(Referring expression pointing data)
● ● ● ●

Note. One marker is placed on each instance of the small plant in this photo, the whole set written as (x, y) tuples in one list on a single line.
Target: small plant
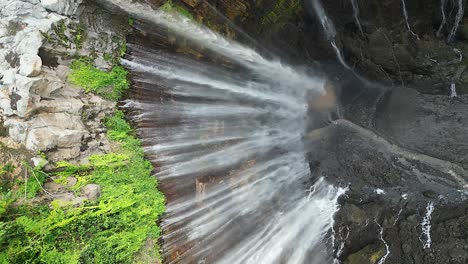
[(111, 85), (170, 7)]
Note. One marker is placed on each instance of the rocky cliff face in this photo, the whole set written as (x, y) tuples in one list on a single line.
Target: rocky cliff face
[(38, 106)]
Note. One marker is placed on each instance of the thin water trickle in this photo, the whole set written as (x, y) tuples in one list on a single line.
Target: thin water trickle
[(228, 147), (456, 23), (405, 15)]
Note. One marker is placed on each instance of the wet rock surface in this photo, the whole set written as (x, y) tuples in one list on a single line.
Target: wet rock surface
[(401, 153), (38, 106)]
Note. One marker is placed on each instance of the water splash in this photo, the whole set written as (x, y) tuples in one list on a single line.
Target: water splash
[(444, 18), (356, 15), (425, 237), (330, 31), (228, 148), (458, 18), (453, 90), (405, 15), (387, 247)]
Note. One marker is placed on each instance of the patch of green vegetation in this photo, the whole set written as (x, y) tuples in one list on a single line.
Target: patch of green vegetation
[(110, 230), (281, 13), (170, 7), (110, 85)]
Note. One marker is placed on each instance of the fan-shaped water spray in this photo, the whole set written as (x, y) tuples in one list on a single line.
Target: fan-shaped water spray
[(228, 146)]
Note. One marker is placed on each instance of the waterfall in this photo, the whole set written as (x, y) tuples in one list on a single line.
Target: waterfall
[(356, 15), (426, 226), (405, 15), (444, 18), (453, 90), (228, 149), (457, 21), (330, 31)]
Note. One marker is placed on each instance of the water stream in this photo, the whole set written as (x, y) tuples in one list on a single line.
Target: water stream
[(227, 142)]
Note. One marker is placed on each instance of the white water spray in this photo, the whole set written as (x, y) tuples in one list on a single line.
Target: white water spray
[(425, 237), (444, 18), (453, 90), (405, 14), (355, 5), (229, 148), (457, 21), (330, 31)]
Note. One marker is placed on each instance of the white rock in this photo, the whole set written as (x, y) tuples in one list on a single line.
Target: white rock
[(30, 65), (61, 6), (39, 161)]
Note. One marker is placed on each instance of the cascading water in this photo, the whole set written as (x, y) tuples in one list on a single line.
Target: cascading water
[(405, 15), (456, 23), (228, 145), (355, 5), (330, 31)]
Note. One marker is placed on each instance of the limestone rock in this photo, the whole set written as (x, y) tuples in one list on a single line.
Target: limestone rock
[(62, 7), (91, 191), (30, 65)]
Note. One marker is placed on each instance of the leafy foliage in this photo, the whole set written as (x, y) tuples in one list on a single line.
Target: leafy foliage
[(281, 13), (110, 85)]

● ● ● ●

- Assigned task -
Your task is to reproduce exactly the lines that begin with the one containing "Note. One marker is placed on each instance of the limestone" and continue to the end of the data, both ends included.

- Solved problem -
Note. One marker is placed on each instance of the limestone rock in this photo, the whole set written as (x, y) tuples in one list on a single line.
Target: limestone rock
[(62, 7), (91, 191), (30, 65)]
Note. One marker is placed on each instance of the leafy foliage in this photo, the whole set written as (x, y) tuples in one list on a single line.
Target: leafy foliage
[(281, 13), (110, 85)]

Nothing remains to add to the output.